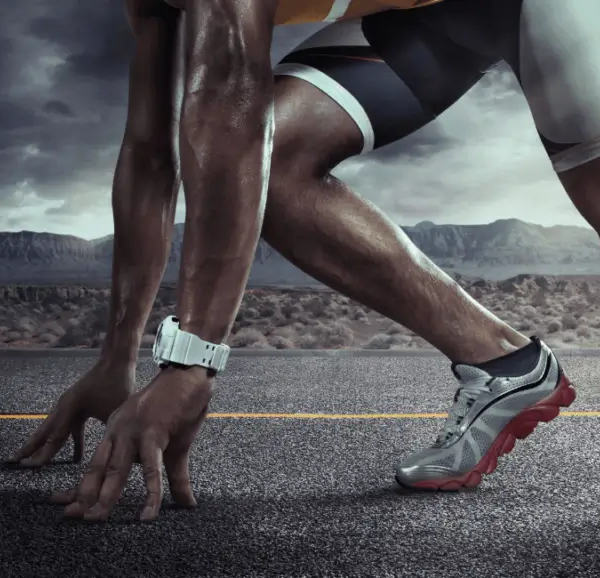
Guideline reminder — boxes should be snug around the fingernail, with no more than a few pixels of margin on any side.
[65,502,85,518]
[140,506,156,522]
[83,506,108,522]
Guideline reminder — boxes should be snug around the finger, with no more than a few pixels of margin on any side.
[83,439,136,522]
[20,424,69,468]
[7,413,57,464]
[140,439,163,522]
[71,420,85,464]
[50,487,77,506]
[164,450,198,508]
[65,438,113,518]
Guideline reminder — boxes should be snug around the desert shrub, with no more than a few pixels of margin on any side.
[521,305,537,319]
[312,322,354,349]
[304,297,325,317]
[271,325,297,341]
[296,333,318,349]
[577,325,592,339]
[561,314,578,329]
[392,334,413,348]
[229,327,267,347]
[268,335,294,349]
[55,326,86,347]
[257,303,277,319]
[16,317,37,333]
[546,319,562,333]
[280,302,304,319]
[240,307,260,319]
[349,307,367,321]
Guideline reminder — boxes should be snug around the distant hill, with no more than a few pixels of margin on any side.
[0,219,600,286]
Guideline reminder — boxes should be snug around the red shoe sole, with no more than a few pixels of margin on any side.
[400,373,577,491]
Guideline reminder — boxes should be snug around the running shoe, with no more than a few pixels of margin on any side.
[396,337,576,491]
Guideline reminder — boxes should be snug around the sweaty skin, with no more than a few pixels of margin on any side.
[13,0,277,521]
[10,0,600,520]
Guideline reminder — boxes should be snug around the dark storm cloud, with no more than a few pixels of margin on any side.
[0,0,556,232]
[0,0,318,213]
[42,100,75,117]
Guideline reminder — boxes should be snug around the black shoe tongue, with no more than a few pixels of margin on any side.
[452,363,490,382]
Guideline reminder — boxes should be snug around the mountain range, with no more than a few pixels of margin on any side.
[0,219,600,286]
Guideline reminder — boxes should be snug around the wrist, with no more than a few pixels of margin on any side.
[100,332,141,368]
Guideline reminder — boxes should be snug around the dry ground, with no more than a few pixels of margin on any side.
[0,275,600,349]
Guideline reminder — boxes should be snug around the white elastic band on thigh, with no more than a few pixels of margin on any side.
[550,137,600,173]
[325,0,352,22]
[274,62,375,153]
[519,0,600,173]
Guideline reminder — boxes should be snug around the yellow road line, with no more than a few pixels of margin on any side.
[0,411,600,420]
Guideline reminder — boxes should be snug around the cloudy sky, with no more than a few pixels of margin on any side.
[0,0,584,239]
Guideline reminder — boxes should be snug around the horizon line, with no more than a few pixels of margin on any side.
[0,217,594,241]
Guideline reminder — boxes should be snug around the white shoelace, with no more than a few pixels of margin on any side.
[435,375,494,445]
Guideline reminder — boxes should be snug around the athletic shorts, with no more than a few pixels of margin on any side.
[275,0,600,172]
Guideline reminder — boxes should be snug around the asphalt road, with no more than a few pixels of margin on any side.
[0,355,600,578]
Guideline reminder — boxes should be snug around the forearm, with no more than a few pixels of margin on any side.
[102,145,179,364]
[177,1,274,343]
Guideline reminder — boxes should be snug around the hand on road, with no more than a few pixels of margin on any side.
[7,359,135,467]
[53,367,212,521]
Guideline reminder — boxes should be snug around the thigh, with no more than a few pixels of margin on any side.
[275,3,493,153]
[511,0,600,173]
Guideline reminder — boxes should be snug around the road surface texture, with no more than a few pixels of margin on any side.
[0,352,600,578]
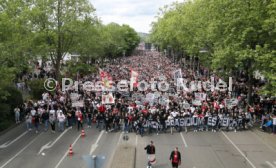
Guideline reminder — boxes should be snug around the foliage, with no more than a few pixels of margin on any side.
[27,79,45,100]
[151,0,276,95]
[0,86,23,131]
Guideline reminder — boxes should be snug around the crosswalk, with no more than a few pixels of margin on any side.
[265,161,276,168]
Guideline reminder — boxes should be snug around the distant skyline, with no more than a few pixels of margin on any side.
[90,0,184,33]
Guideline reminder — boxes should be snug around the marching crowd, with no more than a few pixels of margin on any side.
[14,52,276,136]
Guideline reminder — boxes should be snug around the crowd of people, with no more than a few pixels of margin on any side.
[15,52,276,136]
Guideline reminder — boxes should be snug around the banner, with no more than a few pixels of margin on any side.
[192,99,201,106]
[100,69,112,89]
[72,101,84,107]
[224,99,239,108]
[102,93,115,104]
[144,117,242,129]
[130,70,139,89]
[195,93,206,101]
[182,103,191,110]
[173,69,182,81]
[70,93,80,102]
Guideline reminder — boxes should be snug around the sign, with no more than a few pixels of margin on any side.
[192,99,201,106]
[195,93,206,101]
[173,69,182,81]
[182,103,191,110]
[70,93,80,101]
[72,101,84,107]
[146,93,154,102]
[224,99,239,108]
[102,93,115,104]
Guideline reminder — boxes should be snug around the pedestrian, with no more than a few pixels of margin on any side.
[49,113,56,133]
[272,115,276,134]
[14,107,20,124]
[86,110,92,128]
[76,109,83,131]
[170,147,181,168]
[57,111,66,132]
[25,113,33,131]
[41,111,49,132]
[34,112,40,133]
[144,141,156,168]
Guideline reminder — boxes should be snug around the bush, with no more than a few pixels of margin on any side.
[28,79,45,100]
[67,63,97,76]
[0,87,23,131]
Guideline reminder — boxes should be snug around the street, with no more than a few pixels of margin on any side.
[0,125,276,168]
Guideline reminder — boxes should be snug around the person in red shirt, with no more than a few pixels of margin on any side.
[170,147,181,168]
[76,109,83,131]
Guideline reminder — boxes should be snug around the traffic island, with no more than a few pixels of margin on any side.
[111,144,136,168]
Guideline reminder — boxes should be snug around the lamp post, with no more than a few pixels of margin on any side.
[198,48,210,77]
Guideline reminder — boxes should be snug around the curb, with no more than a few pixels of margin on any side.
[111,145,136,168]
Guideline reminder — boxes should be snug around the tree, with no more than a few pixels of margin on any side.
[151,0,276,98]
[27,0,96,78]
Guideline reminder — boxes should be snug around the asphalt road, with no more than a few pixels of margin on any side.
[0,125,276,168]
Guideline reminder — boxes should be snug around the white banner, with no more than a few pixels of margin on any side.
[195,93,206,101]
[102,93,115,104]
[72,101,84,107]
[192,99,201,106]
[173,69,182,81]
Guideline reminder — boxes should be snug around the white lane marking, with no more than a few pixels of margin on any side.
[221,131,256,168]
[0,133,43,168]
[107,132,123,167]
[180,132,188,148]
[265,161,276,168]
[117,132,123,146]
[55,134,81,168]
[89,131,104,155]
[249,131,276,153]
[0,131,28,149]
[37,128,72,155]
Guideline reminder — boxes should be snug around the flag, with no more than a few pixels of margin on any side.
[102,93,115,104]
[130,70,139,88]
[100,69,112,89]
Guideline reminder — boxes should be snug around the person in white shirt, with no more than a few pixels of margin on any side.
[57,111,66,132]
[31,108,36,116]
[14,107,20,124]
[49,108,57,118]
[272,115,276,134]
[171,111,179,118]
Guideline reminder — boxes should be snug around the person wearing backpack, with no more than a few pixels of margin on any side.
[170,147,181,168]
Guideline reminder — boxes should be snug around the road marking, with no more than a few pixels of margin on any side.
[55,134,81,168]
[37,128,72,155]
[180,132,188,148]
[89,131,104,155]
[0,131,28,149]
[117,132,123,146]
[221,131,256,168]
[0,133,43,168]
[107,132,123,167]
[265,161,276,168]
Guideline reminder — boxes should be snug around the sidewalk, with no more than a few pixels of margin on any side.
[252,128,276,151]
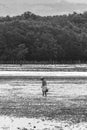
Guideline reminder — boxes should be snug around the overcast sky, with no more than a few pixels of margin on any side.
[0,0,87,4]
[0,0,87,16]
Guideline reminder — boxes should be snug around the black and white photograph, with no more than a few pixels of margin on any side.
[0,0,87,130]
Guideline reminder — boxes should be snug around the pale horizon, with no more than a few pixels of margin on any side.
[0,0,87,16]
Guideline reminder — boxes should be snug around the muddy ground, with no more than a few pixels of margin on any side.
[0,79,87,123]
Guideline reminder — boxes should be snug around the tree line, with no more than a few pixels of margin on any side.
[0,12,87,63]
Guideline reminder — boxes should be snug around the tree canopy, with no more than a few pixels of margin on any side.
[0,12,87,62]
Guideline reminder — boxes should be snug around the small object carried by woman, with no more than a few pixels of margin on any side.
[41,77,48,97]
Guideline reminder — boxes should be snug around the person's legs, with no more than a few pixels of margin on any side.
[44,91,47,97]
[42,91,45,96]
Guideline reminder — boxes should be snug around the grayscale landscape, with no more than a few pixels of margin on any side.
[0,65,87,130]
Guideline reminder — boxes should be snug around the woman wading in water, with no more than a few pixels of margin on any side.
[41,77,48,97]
...
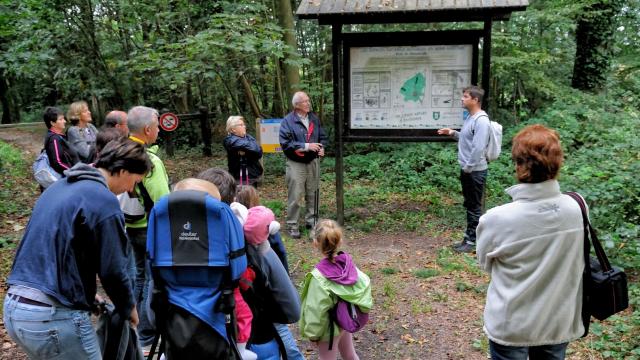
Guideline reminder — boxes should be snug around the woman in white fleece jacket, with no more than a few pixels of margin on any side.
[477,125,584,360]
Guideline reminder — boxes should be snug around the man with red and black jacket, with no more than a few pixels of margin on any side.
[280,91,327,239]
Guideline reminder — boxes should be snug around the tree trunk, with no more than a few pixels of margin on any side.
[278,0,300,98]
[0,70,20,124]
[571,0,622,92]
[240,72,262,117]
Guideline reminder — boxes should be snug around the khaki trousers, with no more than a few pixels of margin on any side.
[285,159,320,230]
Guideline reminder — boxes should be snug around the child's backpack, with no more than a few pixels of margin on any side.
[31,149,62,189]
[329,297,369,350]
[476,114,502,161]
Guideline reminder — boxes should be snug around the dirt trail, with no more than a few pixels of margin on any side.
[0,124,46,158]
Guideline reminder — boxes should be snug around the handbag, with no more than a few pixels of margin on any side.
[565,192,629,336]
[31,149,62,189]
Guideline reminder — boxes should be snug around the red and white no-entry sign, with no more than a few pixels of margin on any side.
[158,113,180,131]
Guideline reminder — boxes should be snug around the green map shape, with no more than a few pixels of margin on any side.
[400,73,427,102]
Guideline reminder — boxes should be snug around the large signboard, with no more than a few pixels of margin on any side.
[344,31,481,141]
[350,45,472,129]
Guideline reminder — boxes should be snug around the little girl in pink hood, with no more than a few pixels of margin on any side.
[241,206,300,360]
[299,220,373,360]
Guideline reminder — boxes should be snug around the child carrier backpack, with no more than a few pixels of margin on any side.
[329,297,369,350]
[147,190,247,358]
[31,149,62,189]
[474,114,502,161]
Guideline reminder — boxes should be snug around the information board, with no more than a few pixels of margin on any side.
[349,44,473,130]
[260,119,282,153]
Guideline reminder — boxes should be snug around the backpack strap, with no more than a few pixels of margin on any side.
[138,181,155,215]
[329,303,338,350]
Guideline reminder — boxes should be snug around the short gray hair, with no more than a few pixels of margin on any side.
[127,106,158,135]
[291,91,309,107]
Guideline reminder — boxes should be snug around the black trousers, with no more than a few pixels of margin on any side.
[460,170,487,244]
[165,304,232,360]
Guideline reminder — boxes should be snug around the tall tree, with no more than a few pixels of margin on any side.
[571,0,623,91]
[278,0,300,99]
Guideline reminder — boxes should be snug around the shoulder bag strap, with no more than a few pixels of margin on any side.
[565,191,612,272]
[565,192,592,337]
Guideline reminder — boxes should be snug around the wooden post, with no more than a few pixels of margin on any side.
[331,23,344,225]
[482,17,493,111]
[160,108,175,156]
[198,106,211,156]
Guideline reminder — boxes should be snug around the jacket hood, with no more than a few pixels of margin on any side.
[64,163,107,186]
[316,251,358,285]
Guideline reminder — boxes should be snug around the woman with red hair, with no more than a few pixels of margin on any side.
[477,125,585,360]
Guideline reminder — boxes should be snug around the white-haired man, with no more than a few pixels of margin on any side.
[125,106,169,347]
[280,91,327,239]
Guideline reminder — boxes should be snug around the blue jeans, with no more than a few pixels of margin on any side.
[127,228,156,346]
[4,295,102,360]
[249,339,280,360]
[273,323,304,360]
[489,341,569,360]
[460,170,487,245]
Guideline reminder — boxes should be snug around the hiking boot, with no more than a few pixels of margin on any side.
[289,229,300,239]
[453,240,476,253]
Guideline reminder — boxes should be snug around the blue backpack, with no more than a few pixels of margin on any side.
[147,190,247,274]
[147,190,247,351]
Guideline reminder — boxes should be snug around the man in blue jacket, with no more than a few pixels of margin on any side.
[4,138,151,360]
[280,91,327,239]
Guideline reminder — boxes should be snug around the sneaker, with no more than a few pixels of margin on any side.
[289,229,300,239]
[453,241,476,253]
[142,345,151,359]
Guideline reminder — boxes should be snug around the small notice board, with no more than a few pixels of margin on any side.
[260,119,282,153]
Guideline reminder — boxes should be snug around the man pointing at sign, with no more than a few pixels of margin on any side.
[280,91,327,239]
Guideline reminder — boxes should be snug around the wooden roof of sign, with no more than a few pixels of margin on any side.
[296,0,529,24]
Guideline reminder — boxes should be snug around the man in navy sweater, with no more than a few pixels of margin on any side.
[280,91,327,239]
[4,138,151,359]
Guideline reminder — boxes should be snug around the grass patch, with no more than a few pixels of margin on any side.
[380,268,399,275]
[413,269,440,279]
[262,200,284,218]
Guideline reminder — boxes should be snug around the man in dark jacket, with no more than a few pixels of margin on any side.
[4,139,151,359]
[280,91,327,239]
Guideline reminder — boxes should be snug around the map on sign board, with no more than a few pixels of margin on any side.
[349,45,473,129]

> **To be done**
Rewrite everything from the line containing "the fingernail, with" down to the line containing "[65,438,113,518]", replacing "margin" with "padding" and leaving the rest unchanged.

> **Result of this task**
Guideline reminder — boxes should be snug around the fingernail, with no more than a few pixels of padding on any side.
[65,502,85,518]
[140,506,156,522]
[83,506,108,522]
Guideline reminder — boxes should be snug around the finger, with no more than a few pixels of padding on any side.
[83,439,136,522]
[20,424,69,468]
[7,413,57,464]
[140,439,163,522]
[71,420,85,464]
[50,487,77,506]
[164,450,198,508]
[65,438,113,518]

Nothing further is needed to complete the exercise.